>>
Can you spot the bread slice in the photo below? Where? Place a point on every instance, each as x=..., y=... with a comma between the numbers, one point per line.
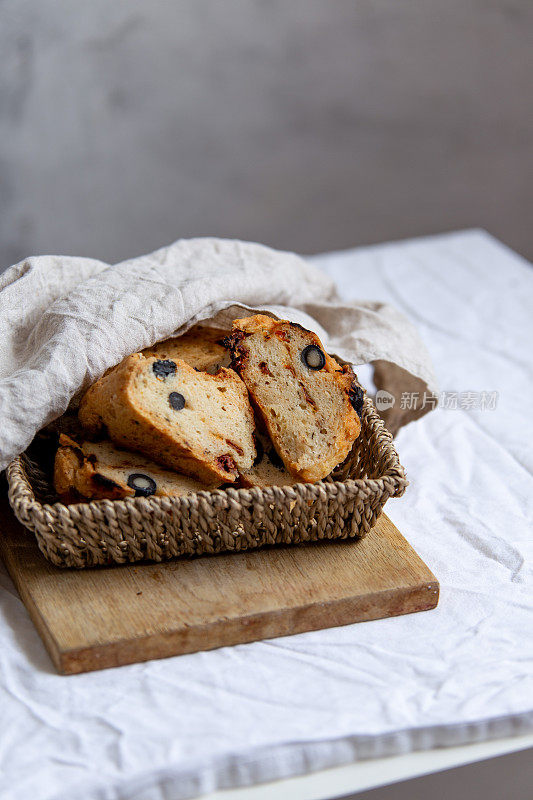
x=304, y=396
x=268, y=469
x=200, y=347
x=100, y=470
x=198, y=424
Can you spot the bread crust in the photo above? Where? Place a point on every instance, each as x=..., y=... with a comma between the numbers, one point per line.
x=131, y=404
x=307, y=410
x=100, y=471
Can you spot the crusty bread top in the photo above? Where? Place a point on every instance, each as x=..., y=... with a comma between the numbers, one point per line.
x=306, y=398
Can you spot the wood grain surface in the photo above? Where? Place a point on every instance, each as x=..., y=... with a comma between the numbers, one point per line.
x=109, y=616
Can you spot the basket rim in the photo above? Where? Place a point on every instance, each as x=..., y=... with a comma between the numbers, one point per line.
x=393, y=480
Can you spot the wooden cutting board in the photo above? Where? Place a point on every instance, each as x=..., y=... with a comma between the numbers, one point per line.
x=108, y=616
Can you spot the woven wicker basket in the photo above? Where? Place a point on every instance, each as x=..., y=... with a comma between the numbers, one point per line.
x=345, y=505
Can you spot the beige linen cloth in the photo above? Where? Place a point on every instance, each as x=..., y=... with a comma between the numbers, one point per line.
x=65, y=320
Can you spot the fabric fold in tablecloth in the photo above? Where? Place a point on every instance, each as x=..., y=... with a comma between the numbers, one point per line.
x=65, y=320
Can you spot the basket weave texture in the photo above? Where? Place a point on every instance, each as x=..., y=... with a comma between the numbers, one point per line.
x=345, y=505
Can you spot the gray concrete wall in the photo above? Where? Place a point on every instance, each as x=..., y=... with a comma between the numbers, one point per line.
x=305, y=124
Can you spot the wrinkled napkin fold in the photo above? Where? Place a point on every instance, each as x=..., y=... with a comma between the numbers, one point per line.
x=65, y=320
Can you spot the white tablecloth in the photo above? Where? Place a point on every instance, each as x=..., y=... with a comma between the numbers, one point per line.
x=180, y=727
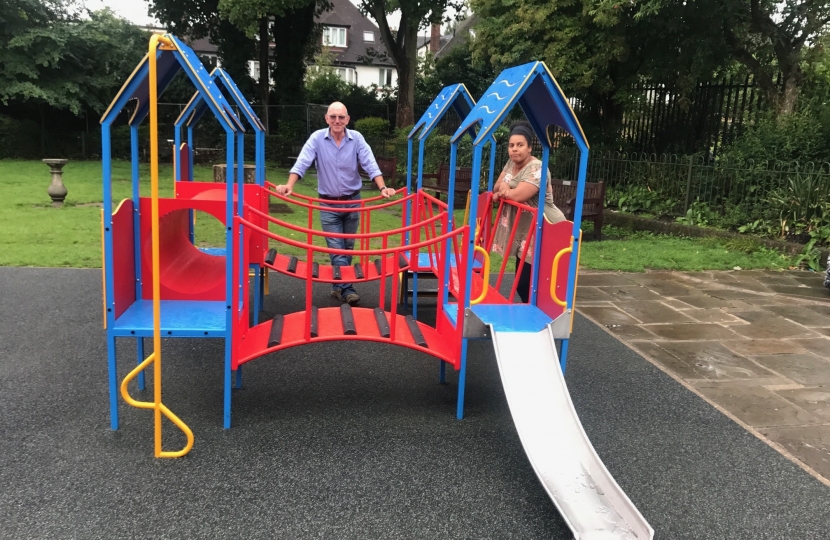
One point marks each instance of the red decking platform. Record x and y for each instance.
(325, 272)
(330, 327)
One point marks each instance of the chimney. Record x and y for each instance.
(435, 38)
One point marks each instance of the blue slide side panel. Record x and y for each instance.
(179, 318)
(512, 317)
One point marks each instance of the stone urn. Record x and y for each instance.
(56, 189)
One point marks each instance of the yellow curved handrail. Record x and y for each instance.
(555, 270)
(158, 407)
(485, 278)
(125, 393)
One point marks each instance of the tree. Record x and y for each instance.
(293, 22)
(51, 56)
(402, 44)
(768, 37)
(196, 19)
(599, 51)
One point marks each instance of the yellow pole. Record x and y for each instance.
(158, 407)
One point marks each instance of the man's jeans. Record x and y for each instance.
(341, 222)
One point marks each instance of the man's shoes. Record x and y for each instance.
(351, 298)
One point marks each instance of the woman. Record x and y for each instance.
(519, 181)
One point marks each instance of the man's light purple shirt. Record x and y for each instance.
(337, 166)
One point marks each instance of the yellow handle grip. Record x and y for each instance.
(485, 279)
(553, 274)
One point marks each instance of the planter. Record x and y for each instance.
(220, 173)
(57, 191)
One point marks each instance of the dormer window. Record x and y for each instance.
(334, 36)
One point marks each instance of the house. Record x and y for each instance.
(360, 57)
(440, 45)
(432, 43)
<<
Could you rescale the material, starting at its first line and ending at the line containing "x=198, y=424", and give back every line, request included, with each point coordinate multiplied by 2.15 and rounded to a whole number, halves rounding up? Leave the picture out.

Can you spot the bread slice in the photo below? Where? Place a point on every instance, each as x=..., y=... with a comma between the numbers, one point per line.
x=654, y=851
x=576, y=1008
x=430, y=746
x=215, y=1011
x=426, y=912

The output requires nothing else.